#### Input data
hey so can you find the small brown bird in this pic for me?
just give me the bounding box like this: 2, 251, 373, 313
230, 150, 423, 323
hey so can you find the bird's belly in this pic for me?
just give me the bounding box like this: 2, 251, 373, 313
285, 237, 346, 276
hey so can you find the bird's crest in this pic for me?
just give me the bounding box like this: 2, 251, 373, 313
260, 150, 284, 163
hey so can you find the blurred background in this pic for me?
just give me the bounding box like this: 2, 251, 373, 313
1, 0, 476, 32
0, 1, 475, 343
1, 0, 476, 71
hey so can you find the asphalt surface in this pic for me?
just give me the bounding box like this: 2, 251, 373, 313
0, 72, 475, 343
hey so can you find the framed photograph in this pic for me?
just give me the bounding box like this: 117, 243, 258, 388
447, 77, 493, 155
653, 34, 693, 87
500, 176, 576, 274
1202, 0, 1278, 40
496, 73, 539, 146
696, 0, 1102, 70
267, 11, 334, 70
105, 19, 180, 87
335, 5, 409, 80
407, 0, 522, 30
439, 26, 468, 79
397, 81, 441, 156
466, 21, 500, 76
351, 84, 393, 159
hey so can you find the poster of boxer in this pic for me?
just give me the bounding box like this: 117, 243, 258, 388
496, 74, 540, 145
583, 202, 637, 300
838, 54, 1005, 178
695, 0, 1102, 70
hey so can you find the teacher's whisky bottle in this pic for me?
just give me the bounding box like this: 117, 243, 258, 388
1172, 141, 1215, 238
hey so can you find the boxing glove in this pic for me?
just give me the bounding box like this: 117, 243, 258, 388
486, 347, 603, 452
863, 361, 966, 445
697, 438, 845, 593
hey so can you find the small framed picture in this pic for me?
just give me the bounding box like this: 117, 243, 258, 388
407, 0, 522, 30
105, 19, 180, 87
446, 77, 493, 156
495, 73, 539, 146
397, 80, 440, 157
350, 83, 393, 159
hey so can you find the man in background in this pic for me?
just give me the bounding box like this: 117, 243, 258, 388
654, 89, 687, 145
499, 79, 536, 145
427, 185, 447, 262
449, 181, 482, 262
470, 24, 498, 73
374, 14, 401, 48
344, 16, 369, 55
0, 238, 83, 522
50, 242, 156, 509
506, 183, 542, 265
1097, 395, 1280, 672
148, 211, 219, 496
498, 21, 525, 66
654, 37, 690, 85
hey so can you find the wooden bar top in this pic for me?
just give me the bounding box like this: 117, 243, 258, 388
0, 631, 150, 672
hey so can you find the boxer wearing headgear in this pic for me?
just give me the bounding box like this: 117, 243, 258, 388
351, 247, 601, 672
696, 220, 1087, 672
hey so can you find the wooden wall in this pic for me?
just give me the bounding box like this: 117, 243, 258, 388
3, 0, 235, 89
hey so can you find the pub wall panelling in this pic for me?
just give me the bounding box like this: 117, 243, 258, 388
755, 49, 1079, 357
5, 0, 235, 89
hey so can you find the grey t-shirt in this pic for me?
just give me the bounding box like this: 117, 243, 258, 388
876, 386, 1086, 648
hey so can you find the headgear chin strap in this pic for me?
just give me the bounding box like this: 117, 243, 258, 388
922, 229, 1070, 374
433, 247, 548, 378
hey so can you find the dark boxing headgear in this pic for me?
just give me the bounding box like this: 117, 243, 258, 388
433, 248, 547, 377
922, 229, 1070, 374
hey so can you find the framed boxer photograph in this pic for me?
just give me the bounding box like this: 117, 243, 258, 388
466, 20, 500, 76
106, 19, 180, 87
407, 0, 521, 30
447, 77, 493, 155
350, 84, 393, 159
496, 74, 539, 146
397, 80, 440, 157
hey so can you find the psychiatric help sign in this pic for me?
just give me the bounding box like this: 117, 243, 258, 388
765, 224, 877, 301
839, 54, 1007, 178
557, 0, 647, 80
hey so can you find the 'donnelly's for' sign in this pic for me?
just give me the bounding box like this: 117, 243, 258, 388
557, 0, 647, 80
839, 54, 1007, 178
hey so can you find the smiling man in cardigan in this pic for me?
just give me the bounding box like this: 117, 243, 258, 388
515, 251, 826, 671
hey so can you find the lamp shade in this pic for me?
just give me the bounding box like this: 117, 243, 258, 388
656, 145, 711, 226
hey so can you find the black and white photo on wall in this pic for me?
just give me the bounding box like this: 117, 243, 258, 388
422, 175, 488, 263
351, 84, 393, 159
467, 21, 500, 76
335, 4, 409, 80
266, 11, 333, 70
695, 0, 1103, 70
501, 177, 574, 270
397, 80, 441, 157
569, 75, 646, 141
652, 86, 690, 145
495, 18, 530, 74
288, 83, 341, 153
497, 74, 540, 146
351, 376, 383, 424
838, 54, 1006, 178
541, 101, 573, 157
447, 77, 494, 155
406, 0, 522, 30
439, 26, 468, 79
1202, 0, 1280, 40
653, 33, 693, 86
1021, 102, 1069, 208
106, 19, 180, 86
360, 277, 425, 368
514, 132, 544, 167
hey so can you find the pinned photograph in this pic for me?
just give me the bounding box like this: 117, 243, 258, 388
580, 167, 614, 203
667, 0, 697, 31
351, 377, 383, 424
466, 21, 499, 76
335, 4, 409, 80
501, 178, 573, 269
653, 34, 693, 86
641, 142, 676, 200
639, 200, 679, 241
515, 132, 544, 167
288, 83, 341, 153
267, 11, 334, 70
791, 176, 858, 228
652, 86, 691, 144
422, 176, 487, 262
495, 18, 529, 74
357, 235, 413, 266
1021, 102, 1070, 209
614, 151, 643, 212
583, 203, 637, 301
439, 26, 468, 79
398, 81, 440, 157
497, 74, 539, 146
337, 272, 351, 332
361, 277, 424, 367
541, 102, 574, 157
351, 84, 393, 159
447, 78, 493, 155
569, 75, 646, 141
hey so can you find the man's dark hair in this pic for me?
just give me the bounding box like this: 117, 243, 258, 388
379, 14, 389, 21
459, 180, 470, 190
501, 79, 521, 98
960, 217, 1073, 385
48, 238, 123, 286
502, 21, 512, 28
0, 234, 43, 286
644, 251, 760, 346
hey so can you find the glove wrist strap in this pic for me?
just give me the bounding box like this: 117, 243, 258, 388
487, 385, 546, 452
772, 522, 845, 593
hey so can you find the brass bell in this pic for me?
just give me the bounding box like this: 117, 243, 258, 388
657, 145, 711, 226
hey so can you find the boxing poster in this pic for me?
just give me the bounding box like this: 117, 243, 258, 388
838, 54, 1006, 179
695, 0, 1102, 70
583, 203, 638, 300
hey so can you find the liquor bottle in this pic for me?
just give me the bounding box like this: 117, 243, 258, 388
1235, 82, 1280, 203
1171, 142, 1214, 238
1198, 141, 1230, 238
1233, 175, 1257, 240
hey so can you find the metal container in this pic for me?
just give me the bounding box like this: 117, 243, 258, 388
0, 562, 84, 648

#### Problem details
Nothing outside this range should appear: the lines from the start of the listing through the line with "hey so can you find the bird's crest", each reproduced exactly, both ends included.

#### Reply
hey so can you find the small brown bird in this pic for me?
just give me the bounding box like this: 2, 251, 373, 313
230, 150, 423, 323
hey so can you find the bird's belly in this pic for me?
just give me the bounding box like this: 2, 251, 373, 313
285, 237, 346, 276
hey so can you find the bird's crest in this pic for me?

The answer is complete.